» Task prompt:
Below are records; output all of them exactly.

» Given data:
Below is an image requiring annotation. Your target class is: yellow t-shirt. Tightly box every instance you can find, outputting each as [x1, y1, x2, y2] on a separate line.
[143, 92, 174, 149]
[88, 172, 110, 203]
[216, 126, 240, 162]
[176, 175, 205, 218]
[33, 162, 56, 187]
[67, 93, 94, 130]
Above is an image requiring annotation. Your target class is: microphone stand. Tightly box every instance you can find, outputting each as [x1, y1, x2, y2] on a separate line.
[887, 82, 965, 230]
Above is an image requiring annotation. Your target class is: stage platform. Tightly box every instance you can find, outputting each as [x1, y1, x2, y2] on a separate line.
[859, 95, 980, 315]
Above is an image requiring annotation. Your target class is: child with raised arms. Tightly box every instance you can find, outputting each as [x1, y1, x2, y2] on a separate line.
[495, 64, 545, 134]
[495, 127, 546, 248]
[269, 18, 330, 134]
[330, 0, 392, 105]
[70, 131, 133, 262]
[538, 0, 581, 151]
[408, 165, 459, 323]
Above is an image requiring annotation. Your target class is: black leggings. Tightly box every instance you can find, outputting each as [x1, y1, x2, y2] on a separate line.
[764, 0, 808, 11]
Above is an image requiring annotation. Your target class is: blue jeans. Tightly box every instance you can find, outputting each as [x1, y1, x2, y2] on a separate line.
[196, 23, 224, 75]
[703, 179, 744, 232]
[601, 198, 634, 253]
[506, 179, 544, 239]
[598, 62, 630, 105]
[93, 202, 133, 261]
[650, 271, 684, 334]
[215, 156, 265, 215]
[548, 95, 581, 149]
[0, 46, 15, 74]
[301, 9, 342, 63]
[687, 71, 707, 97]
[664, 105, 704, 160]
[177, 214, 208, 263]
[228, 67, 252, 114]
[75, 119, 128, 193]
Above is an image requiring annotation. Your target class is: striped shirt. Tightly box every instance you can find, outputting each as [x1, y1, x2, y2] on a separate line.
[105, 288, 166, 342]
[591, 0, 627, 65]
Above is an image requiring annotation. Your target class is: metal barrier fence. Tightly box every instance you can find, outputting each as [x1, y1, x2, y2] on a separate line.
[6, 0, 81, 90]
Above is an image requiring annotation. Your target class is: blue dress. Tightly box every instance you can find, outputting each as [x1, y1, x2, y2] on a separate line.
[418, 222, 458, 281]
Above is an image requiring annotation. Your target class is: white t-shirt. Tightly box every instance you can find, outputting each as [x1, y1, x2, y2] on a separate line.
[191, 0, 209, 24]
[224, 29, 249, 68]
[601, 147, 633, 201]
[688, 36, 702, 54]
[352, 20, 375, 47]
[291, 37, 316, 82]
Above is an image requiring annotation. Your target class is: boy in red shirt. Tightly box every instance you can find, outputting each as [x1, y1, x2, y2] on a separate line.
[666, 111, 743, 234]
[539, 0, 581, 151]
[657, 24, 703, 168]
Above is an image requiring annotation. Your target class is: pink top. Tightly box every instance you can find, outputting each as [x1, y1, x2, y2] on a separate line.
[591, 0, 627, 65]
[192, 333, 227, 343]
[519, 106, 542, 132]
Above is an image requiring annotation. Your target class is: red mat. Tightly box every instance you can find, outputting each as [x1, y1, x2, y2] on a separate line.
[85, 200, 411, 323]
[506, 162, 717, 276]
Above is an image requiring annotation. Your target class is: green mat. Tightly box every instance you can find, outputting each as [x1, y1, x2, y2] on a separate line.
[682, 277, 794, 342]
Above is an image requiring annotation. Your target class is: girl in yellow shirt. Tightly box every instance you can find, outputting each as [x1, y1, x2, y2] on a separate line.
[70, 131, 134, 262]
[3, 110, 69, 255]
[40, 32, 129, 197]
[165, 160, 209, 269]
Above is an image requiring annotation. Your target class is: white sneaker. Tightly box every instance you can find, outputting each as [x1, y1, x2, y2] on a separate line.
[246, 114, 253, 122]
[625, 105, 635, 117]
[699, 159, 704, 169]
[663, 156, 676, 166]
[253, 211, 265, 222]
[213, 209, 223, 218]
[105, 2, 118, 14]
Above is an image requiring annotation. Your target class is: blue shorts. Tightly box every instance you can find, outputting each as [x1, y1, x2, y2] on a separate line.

» Written response:
Below is an image requiring annotation. Your target class is: yellow t-shirt. Tightly box every instance you can find, outputting each as [x1, y1, x2, y2] on a separate line.
[143, 92, 174, 149]
[88, 172, 110, 203]
[216, 126, 240, 162]
[176, 175, 205, 218]
[33, 162, 56, 187]
[67, 93, 94, 130]
Above is an image requiring annotation. Your target class is: microphone stand. Tightly box every instance you can find, outputting each as [x1, y1, x2, y2] on a separate line.
[887, 82, 965, 230]
Above is an image requiring annotation. Your target class is: stage platform. Tightly box every instance you can find, outputting each as [x1, y1, x2, y2] on a separate line.
[859, 95, 980, 315]
Above is an image requiring annotation. Your target class is: child with raised arms. Tightly box every instance you can find, outputting each as [x1, y1, x2, y2] on a separate line.
[495, 64, 545, 134]
[495, 127, 546, 248]
[269, 18, 330, 134]
[330, 0, 392, 105]
[70, 131, 133, 262]
[538, 0, 581, 151]
[408, 165, 459, 323]
Above is an image requiring annotation. Your target class is: black leggings. Tightly box every instance you can find, outputting each as [x1, y1, x2, y2] on a separate line.
[764, 0, 808, 11]
Above is an image requiring annotation. Your target class is: blue jeans. Tightly box every instance you can find, outputting each as [x1, y1, x2, y2] on a separate line.
[196, 23, 224, 75]
[703, 179, 744, 232]
[601, 198, 634, 253]
[506, 179, 544, 239]
[598, 62, 630, 105]
[93, 202, 133, 261]
[650, 271, 684, 334]
[215, 156, 265, 215]
[548, 95, 581, 149]
[0, 46, 15, 74]
[301, 9, 342, 63]
[687, 71, 707, 97]
[664, 105, 704, 160]
[177, 214, 208, 263]
[228, 67, 252, 114]
[75, 119, 128, 193]
Above is an image requiring annotation. Your target class is: striped shirt. Tightly box every instance you can find, outputting each as [x1, y1, x2, y2] on a separate line.
[105, 288, 166, 342]
[591, 0, 627, 65]
Above is an image requiring annotation. Your target class is: metal barrier fence. Tightly box every instance you can find, outputting each as [x1, y1, x2, y2] on a separate line.
[6, 0, 81, 90]
Above is an image requiring annotation. Your target class is: blue dress. Tightly box every instance you can find, outputting each as [x1, y1, x2, y2] on a separate line.
[418, 222, 458, 281]
Above is an image requiring annotation. Your target class is: white t-shirt. Tightly box every instance you can find, outputting each as [x1, y1, x2, y2] on a separate line.
[191, 0, 209, 24]
[224, 29, 249, 68]
[601, 147, 633, 201]
[688, 36, 702, 54]
[352, 20, 375, 47]
[291, 37, 316, 82]
Above is an image requiring annotation. Your target class is: boy in red shirt. Tightly box every instance you can find, outputting each as [x1, y1, x2, y2] on a separate line.
[666, 111, 743, 234]
[539, 0, 581, 151]
[657, 24, 703, 168]
Above is an image requiring annotation. Your target class is: pink top. Tightly box every instance you can find, outputting each as [x1, y1, x2, y2] on a separate line.
[591, 0, 627, 65]
[192, 333, 227, 343]
[519, 106, 542, 132]
Above is an image requiring annotation. Your target class is: red mat. Tightly box every instance you can find, outputting each as [x1, y1, x2, y2] on a separate line.
[85, 200, 411, 323]
[506, 162, 717, 276]
Above is an image requiring annotation. Your target class is: green mat. Tightly box every instance you can find, outputting each as [x1, y1, x2, y2] on a separate line.
[682, 277, 794, 342]
Above is an image requiring annotation. Your target class is: girl in yellow shirt. Tightly box every instance you can find, outputting each as [x1, y1, x2, y2] on a separate line.
[70, 131, 134, 262]
[3, 110, 69, 255]
[40, 32, 129, 197]
[165, 160, 209, 269]
Above is an image requiring annotation. Your target class is: white sneaker. Tightly box every instance you can find, outputting each as [x1, y1, x2, y2] on a separate line.
[246, 114, 253, 122]
[625, 105, 635, 117]
[699, 159, 704, 169]
[663, 156, 676, 166]
[253, 211, 265, 222]
[213, 209, 223, 218]
[105, 2, 118, 14]
Above is an image requiring annotation. Your target class is: blue shorts. Tightly box every instance you can find, outputting each as [x1, y1, x2, y2] on a separate line.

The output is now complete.